[Dataset records]
····················

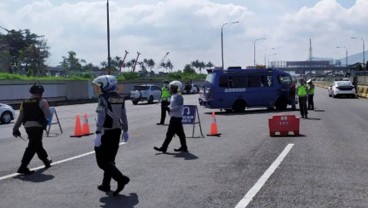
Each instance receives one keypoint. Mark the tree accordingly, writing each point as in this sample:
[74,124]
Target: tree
[189,69]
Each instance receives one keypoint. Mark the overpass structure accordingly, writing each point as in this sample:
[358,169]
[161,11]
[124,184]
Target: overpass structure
[303,67]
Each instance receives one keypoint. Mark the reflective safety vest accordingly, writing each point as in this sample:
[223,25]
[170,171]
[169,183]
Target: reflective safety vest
[302,90]
[165,93]
[311,89]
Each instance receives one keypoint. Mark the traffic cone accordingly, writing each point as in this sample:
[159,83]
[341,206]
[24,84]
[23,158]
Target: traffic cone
[77,127]
[213,131]
[85,126]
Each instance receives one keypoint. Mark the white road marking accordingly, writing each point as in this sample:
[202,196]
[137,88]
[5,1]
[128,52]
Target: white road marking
[53,163]
[261,181]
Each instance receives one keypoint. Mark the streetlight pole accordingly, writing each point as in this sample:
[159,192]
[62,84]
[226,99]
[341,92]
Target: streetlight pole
[108,39]
[254,48]
[222,42]
[346,54]
[363,48]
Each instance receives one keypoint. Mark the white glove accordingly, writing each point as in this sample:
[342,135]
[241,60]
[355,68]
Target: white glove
[125,136]
[97,140]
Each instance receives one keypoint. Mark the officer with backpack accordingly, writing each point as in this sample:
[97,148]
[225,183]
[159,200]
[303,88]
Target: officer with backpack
[33,114]
[111,124]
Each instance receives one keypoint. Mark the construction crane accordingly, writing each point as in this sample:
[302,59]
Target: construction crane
[122,64]
[162,61]
[136,61]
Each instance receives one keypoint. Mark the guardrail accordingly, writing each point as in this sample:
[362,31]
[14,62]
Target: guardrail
[362,90]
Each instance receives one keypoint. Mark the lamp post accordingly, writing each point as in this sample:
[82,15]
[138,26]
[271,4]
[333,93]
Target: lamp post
[222,42]
[254,47]
[363,48]
[108,39]
[268,60]
[346,54]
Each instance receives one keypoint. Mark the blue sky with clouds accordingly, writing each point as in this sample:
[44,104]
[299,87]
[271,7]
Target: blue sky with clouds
[191,29]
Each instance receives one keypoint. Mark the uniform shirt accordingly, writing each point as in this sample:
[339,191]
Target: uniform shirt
[176,105]
[44,106]
[112,101]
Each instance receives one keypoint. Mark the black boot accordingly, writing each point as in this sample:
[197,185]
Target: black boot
[121,184]
[24,170]
[181,149]
[104,188]
[47,163]
[163,150]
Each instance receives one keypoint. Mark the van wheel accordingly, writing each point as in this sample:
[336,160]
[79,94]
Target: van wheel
[281,104]
[150,99]
[239,106]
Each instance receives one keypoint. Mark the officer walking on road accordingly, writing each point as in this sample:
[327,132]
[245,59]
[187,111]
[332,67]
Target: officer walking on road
[165,102]
[302,94]
[111,122]
[33,114]
[310,94]
[176,114]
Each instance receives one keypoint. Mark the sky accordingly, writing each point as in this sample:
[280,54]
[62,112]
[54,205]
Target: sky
[268,30]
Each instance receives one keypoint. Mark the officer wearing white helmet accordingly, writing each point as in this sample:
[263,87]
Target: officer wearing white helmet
[33,114]
[175,125]
[111,122]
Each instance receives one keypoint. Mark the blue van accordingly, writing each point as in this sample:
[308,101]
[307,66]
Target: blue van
[236,89]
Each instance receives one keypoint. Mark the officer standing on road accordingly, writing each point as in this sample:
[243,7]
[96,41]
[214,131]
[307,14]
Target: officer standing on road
[33,114]
[165,102]
[302,94]
[111,121]
[176,114]
[310,94]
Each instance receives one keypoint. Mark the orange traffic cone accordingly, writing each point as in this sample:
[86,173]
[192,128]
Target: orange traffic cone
[213,131]
[85,126]
[77,127]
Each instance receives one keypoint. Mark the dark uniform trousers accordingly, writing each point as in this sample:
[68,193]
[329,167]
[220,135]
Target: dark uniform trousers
[175,127]
[34,145]
[303,106]
[105,156]
[164,108]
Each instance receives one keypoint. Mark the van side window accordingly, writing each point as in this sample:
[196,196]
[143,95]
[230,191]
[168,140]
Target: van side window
[266,81]
[254,81]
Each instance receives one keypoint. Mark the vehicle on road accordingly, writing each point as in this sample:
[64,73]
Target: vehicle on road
[342,88]
[236,89]
[191,89]
[7,113]
[146,92]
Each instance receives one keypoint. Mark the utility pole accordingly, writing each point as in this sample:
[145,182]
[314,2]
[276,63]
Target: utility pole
[108,40]
[136,61]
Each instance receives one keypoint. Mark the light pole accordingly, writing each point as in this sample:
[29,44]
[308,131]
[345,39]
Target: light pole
[222,41]
[108,39]
[268,60]
[254,47]
[363,48]
[346,54]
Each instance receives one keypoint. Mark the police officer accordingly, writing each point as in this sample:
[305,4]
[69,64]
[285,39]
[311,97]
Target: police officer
[302,94]
[175,125]
[111,121]
[33,114]
[165,96]
[310,94]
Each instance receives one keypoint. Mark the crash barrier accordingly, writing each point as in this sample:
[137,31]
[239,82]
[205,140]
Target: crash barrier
[81,129]
[283,125]
[213,129]
[50,122]
[190,115]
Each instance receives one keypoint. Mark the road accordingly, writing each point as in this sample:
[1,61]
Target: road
[245,167]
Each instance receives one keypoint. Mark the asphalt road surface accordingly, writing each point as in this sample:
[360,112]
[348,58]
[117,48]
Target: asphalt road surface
[323,167]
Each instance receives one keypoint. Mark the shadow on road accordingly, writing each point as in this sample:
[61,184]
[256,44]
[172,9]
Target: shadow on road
[36,177]
[120,201]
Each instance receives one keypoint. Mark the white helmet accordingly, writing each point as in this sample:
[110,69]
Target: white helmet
[176,84]
[106,82]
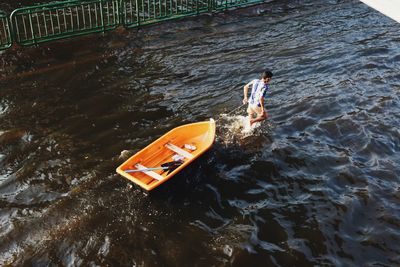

····················

> **WORK INSTRUCTIONS**
Copy all the entries above word for word, leaving out the pictures.

> **ANSWER TO THIS PROBLEM**
Each instance receives one keypoint. Mark the tree accordingly, writing each point as in this sample:
[74,124]
Target: tree
[189,69]
Each instance receives one keypoint. Mark the overpass structure accordingly, writing each point as in this sample:
[358,169]
[161,11]
[124,184]
Target: overpass structure
[303,67]
Each instance receives one keypoint. Mark the reflective safety vest accordingly, writing each point as in this sample:
[223,25]
[170,171]
[169,183]
Target: reflective safety vest
[302,90]
[165,93]
[311,89]
Each instance receives one keypoint. Mark the traffic cone accordingly, writing each point as in this sample:
[159,83]
[341,206]
[24,84]
[23,158]
Target: traffic cone
[77,127]
[213,131]
[85,126]
Each instance receives one keypoint. Mark the white road marking accordingly, writing each point as in this sample:
[202,196]
[137,88]
[5,1]
[128,52]
Target: white road marking
[53,163]
[261,181]
Each instance receives one keypoint. Mark the streetlight pole accordingly, writing each point as in this sample:
[159,192]
[62,84]
[226,99]
[341,92]
Target: streetlight pole
[108,39]
[254,48]
[222,42]
[346,54]
[363,48]
Each instance receives one keypoint. Mark the white glove accordingly, writing each point as in this sample:
[342,135]
[241,60]
[355,68]
Target: white glove
[125,136]
[97,140]
Each instance receives one keypoint. Mark the officer with backpack accordingly, writing each point as in this sample:
[97,148]
[225,183]
[159,200]
[303,88]
Target: officer with backpack
[33,114]
[111,124]
Each instance receives one keypoint. Mark the construction crane accordingly, writing each point as in this sample:
[302,59]
Target: construction crane
[122,64]
[162,61]
[136,61]
Each instance receives one keypoint. Mark the guardrail accordingly, writing each point as in this sample:
[362,31]
[14,62]
Target: guardrail
[362,90]
Each instance receives one keypoint. Mark the lamp post accordingly, writing each point as in this sample:
[82,15]
[138,26]
[271,4]
[333,93]
Target: lamp post
[222,42]
[254,47]
[363,48]
[108,39]
[268,60]
[346,54]
Each instance receives one keypoint. Mark the blue sky with clouds accordingly, writing each point as in this sample:
[44,104]
[299,87]
[271,7]
Target: blue sky with clouds
[191,29]
Each instance receives one keypoint. Mark the uniform shirt accordingly, writing each point as in this sample:
[339,191]
Target: uniform shirt
[176,105]
[44,106]
[112,101]
Each instance receives one keypoint. Mark the black boot accordingly, writing each point as in this sample:
[197,185]
Target: black boot
[121,184]
[24,170]
[181,149]
[104,188]
[47,163]
[163,150]
Each instance receives one keypoint. Mark the van wheel accordingly, writing each point as in this sample:
[336,160]
[79,94]
Target: van wheel
[281,104]
[150,99]
[239,106]
Each instance receives one keypoint. Mark the officer walking on road accordingly, writing each point as in this sample:
[327,132]
[245,59]
[187,111]
[332,67]
Target: officer walking on road
[165,102]
[302,94]
[111,122]
[33,114]
[310,94]
[176,114]
Each instance receives one keypoint. Mark the sky accordingly, writing each point as in this sample:
[280,54]
[62,112]
[54,205]
Target: sky
[268,30]
Each instance receives one keypoint. Mark the officer wearing white helmet accordingly, writing each point as in this sample:
[263,87]
Target: officer wearing white helmet
[33,114]
[175,125]
[111,122]
Each instance receives one keypoint. Mark the blue van accordingly, writing each point as in this sample:
[308,101]
[307,66]
Target: blue van
[236,89]
Each instance receives one keypoint. Mark the officer standing on road accordingly, writing each point as in this sample:
[243,7]
[96,41]
[214,131]
[307,14]
Target: officer standing on road
[33,114]
[165,102]
[302,94]
[111,121]
[176,114]
[310,94]
Each instance receives one keypoint. Mark the orange traffic cone accordingly, writing each point as in this sample:
[86,173]
[192,128]
Target: orange traffic cone
[213,131]
[85,126]
[77,127]
Each instance receives one keypoint. Mark the dark uniform trousers accordingly, writing each point as in this sample:
[68,193]
[329,167]
[220,135]
Target: dark uniform trousers
[175,127]
[34,145]
[303,106]
[105,156]
[164,108]
Each instance receives one keypoint. Mark the van side window accordingly, writing each point as in this sample:
[196,196]
[143,95]
[230,191]
[168,140]
Target: van side window
[266,81]
[254,81]
Each instance receives one keypoint. Mark the vehicle on road accordingly, writing each point as in this sample:
[64,73]
Target: vehicle on road
[342,88]
[236,89]
[191,89]
[7,113]
[146,92]
Each instance receives one keypoint. Mark the utility pole accordingly, writing each point as in this sample:
[145,182]
[314,2]
[276,63]
Target: utility pole
[108,40]
[136,61]
Each instance receives one keypoint. Mark the light pole accordingly, writing each point as in this sample:
[29,44]
[308,131]
[345,39]
Target: light pole
[222,41]
[108,39]
[268,60]
[254,47]
[363,48]
[346,54]
Each instance receives one keypoint. Mark the police officer accordingly, writing each point as in this sample:
[305,4]
[69,64]
[285,39]
[311,97]
Target: police officer
[302,94]
[175,125]
[111,121]
[33,114]
[165,96]
[310,94]
Each instance receives one keypoint. Mark the crash barrier accordingly, writing each point as in this sample:
[137,31]
[239,82]
[205,140]
Target: crash barrier
[81,129]
[283,125]
[213,129]
[50,122]
[190,115]
Each instance receives one keypoint. Mark the road accordingly, writing each point as in this sample:
[1,61]
Target: road
[245,167]
Each instance receives one keypoint. Mark the asphalt road surface accordingly, writing each point as in this sample:
[360,112]
[348,58]
[117,48]
Target: asphalt road surface
[323,167]
Each instance receives one keypoint. Mark the shadow on road accordingly, writing each point as in this sample:
[61,184]
[256,44]
[172,9]
Target: shadow on road
[36,177]
[120,201]
Each instance receives one keypoint. Mark the white helmet accordingly, writing each point as in this sample:
[110,69]
Target: white helmet
[176,84]
[106,82]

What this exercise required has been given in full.